ZADANIE DO WYKONANIA: Podejmij tekst o inscenizacji „Nocy listopadowej” w Teatrze Polskim i poprowadź go dalej, zaczynając po jego ostatnim zdaniu.

PODANY FRAGMENT:
***

Notturno nad popiołów urną
Cóż będzie z narodem?
Ostawisz ich z ich krwawym
głodem?! (Wyspiański, "Noc listopadowa")
Teatr Polski wystąpił z niezwykle udaną i bogatą pod względem widowiskowym i aktorskim inscenizacją "Nocy listopadowej". Jak przystało scenie powołanej do konserwowania rodzimej klasyki, Teatr Polski dał interpretację Wyspiańskiego "na serio". Przez interpretację "na serio" rozumiem odczytanie zgodne z tekstem i dającą się ustalić w jego świetle intencją autora. Otóż, rzecz paradoksalna, takie ortodoksyjne ukazanie Wyspiańskiego jest dzisiaj bardziej aktem odwagi niż ideowego konserwatyzmu. Dokonane zostało na tle wielkiej akcji rewizjonistycznej, podjętej przez literaturę, zwłaszcza zaś film, i zmierzającej do rewaloryzacji narodowej ideologii heroicznej i wolnościowej.

***

DOSTARCZONE INFORMACJE:
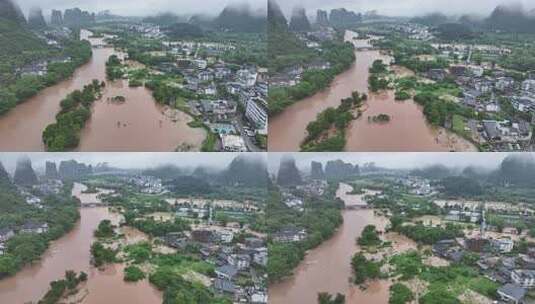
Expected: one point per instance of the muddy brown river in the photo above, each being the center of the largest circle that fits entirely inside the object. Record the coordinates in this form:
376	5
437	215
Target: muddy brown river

***

ODPOWIEDŹ NA ZADANIE:
Ideologia ta, jak wiadomo, tkwi korzeniami w wieku XIX. Została skodyfikowana przez poezję wielkich romantyków. U Wyspiańskiego powraca w postaci epigońskiej, zmitologizowanej, będącej jakby nie zamierzoną karykaturą pierwowzoru. Z tego punktu widzenia twórczość dramatyczną Wyspiańskiego można by traktować jako świetną parodię idei przewodnich tzw. wieszczów. I oto, w atmosferze wzmożonego krytycyzmu wobec tradycyjnej frazeologii heroicznej i wolnościowej, otrzymujemy w wykładni jak najbardziej na serio jej spóźnione, postromantyczne wydanie. Eksperyment, przeprowadzony z dużą subtelnością artystyczną, daje wiele do myślenia. Stawia widza wobec dwu pytań, na które musi być udzielona odpowiedź. Pytanie pierwsze dotyczy aktualności ideologii heroiczno - wolnościowej w świecie dzisiejszym. Pytanie drugie ma zakres węższy i domaga się określenia aktualności artystycznej Wyspiańskiego dla dzisiejszego teatru.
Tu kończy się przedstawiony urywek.